Dataset records section start

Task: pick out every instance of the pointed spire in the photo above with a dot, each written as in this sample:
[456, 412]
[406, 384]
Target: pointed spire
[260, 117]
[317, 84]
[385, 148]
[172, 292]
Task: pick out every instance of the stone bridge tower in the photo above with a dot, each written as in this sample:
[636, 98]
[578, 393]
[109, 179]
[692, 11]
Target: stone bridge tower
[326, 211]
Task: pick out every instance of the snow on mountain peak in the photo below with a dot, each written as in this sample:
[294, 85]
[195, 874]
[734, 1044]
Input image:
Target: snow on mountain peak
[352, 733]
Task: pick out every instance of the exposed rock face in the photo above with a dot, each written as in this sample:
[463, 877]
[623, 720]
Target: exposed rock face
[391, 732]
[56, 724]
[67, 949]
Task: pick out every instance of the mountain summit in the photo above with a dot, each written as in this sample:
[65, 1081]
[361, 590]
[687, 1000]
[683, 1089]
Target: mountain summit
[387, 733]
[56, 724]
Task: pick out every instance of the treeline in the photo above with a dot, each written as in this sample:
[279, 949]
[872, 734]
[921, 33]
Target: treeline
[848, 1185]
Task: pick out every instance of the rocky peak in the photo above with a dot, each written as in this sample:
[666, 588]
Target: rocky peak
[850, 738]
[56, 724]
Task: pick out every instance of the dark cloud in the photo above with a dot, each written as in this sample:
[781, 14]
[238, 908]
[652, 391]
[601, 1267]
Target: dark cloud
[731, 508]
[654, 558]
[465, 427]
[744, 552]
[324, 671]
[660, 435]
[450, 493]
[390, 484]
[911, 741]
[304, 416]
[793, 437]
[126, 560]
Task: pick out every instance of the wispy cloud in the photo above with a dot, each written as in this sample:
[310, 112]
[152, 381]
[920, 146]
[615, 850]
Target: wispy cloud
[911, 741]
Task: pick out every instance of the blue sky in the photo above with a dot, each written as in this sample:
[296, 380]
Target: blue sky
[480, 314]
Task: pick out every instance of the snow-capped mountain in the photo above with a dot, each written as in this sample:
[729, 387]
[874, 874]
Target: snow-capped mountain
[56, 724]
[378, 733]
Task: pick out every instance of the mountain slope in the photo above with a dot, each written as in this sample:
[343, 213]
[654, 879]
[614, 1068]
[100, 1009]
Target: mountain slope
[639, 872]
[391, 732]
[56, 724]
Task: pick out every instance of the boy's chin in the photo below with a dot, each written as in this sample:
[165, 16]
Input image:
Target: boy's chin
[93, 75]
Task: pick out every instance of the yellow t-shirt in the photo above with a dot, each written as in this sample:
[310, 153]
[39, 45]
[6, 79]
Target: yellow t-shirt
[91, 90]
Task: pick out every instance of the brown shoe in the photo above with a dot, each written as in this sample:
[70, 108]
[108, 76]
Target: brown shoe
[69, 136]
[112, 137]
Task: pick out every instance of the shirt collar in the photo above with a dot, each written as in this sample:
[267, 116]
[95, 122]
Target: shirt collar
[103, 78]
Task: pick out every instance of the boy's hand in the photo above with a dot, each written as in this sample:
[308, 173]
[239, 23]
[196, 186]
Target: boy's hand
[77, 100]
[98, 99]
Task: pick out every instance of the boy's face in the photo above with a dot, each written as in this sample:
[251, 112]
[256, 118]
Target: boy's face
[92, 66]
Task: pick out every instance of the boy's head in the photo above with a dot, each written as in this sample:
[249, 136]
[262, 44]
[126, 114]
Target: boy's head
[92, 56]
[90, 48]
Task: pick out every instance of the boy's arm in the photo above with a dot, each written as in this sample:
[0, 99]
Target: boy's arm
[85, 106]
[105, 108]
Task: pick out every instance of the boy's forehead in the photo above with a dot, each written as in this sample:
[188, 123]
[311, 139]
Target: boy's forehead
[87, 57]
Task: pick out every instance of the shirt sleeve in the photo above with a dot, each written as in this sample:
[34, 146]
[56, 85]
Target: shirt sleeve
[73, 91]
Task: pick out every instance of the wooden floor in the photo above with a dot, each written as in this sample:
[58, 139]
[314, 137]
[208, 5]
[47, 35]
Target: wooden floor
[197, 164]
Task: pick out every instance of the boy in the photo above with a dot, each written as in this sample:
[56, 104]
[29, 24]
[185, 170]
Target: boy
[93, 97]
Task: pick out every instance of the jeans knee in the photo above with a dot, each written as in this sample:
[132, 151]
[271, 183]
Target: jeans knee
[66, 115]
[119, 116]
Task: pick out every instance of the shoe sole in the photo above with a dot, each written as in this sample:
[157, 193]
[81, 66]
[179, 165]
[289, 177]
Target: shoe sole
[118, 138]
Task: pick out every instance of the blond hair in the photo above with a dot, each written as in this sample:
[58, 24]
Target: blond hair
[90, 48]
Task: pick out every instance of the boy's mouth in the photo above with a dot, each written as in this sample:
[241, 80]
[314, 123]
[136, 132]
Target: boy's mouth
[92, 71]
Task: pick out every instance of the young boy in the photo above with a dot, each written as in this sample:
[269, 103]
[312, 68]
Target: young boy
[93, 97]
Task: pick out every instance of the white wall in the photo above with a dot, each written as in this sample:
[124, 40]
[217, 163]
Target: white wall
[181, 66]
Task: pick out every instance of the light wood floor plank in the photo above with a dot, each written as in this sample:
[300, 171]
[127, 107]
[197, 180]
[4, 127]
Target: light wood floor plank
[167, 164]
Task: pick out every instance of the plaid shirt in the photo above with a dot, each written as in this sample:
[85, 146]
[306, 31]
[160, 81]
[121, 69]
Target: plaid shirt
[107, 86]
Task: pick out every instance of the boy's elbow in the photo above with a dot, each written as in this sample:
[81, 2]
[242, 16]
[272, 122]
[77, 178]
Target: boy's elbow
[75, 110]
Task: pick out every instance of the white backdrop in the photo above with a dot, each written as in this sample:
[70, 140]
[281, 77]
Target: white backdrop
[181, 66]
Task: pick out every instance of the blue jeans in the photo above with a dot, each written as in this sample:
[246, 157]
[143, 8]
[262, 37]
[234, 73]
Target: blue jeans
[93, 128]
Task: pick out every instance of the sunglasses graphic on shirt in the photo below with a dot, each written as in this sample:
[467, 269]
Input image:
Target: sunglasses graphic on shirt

Dataset records section end

Emit the full listing verbatim.

Task: pick out every instance of the pointed spire in the photo above with a dot, each written as in this sample:
[456, 412]
[406, 384]
Target: pointed spire
[260, 117]
[317, 84]
[385, 148]
[172, 292]
Task: pick out every instance of the stone bridge tower in the photo above with a dot, each written as in this sample:
[636, 98]
[578, 393]
[109, 179]
[692, 11]
Target: stone bridge tower
[326, 211]
Task: pick out every instance of the snow on mountain peak in the photo below with a dot, each written as in this sample:
[294, 85]
[195, 874]
[734, 1044]
Input image:
Target: snow on mountain peak
[352, 733]
Task: pick out every instance of the exposed rock face in the photo above with a dot, each written as in this sample:
[463, 877]
[623, 720]
Target: exposed rock face
[391, 732]
[56, 724]
[67, 949]
Task: pick out every instance of the mountain summit in the photo above with a dot, each written as in this sample:
[65, 1081]
[361, 590]
[687, 1000]
[683, 1089]
Target: mountain summit
[387, 733]
[56, 724]
Task: pick out every instance of the treeline in the photo above with a dot, each written as in this sample:
[279, 949]
[872, 734]
[921, 33]
Target: treeline
[848, 1185]
Task: pick out every instance of the rocky peak in the photo above with a dot, each written as in this sample:
[666, 588]
Target: rocky peak
[850, 738]
[56, 724]
Task: pick out every instance of the dark cloud in the photo above with a dot, each written as in this sample:
[781, 14]
[238, 908]
[652, 391]
[601, 1267]
Target: dark cloud
[731, 508]
[654, 558]
[465, 427]
[744, 552]
[324, 671]
[660, 435]
[450, 493]
[390, 484]
[911, 741]
[304, 416]
[793, 437]
[126, 560]
Task: pick out every instance of the wispy cloud in the photo above with a dot, each written as in this sample:
[310, 112]
[152, 381]
[920, 146]
[615, 850]
Target: wispy cloud
[911, 741]
Task: pick out every instance of the blue sky in the photo above with a dot, each written as in this sample:
[296, 380]
Target: blue sky
[480, 314]
Task: pick out every instance of the snow-capped mountain in the photo above with a dot, each written as in this sample:
[729, 387]
[874, 874]
Target: snow-capped mountain
[56, 724]
[378, 733]
Task: pick out every instance of the mountain slope in the photo above with a dot, each written as in this sample:
[343, 213]
[654, 879]
[614, 1068]
[100, 1009]
Target: mountain slope
[639, 872]
[391, 732]
[56, 724]
Task: pick out every instance of the boy's chin in the photo below with a dot, each written as in this sample:
[165, 16]
Input image:
Target: boy's chin
[93, 75]
Task: pick out every instance of the yellow t-shirt in the photo above with a dot, each written as in this sample:
[310, 153]
[39, 45]
[6, 79]
Target: yellow t-shirt
[91, 90]
Task: pick out every instance of the brown shoe in the photo above with a dot, each written as in this sample:
[70, 108]
[108, 76]
Target: brown shoe
[69, 136]
[112, 137]
Task: pick out every instance of the shirt collar in the photo above with a dot, each written as in this sample:
[267, 116]
[95, 122]
Target: shirt collar
[103, 78]
Task: pick out every instance of the boy's hand in the photo above with a dot, each written as in this sample:
[308, 173]
[239, 23]
[196, 186]
Target: boy's hand
[77, 100]
[98, 99]
Task: pick out every instance of the boy's face in the photo above with a dot, each written as in this sample:
[251, 112]
[256, 118]
Target: boy's face
[92, 66]
Task: pick out every instance of the boy's head in the photo above with a dot, each written as in this sample:
[249, 136]
[262, 44]
[126, 114]
Target: boy's head
[92, 56]
[90, 48]
Task: pick out every instance of the boy's arm in the photo above with a dot, each written as in this sample:
[0, 99]
Target: boy's arm
[85, 106]
[105, 108]
Task: pick out every instance of the boy's forehead in the photo above with a dot, each written as in this sample:
[188, 123]
[311, 139]
Target: boy's forehead
[87, 57]
Task: pick out every instance of the shirt sleeve in the photo above with a dot, each written as in this sample:
[34, 146]
[56, 85]
Target: shirt sleeve
[73, 91]
Task: pick out every instance of the wooden floor in the photo above with a dot, each written as in this sample:
[58, 139]
[314, 137]
[208, 5]
[47, 35]
Target: wooden floor
[197, 164]
Task: pick out every instance of the boy in the photo above with a dot, each written as in this sample:
[56, 104]
[29, 24]
[185, 170]
Target: boy
[93, 97]
Task: pick out every instance of the jeans knee in the photo above with a dot, each written as in this sample:
[132, 151]
[271, 183]
Target: jeans knee
[66, 115]
[119, 116]
Task: pick out every instance of the shoe sole in the photo above with a dot, each written as in this sample:
[157, 193]
[81, 66]
[179, 165]
[289, 177]
Target: shoe sole
[118, 138]
Task: pick out every instance of the blond hair in the photo above with a dot, each written as in this sample:
[58, 24]
Target: blond hair
[90, 48]
Task: pick out every instance of the boy's mouth in the photo above with a dot, each written as in this sample:
[241, 80]
[314, 123]
[136, 132]
Target: boy's mouth
[92, 71]
Task: pick out every instance of the young boy in the photo above with a dot, each written as in this sample:
[269, 103]
[312, 68]
Target: young boy
[93, 97]
Task: pick out every instance of the white wall in the photo above with a dot, each written as in this sample:
[124, 40]
[217, 163]
Target: white wall
[181, 66]
Task: pick out every instance of the light wood floor plank in the photo above with a dot, each written as in this sample:
[300, 171]
[127, 107]
[197, 180]
[4, 127]
Target: light wood floor plank
[167, 164]
Task: pick out every instance of the plaid shirt in the photo above with a dot, each written as in this sample:
[85, 146]
[306, 31]
[160, 81]
[121, 69]
Target: plaid shirt
[107, 86]
Task: pick out every instance of the boy's elbow in the photo above with a dot, each written as in this sample:
[81, 2]
[242, 16]
[272, 122]
[77, 178]
Target: boy's elbow
[75, 110]
Task: pick out every instance of the white backdrop in the photo above with a dot, each written as in this sample:
[70, 140]
[281, 77]
Target: white backdrop
[181, 66]
Task: pick out every instance of the blue jeans in the photo above with a dot, each written as in this sample:
[246, 157]
[143, 8]
[262, 37]
[234, 73]
Target: blue jeans
[93, 128]
Task: pick out every instance of the sunglasses graphic on shirt in the photo below with a dot, each written as in this sample:
[467, 269]
Input image:
Target: sunglasses graphic on shirt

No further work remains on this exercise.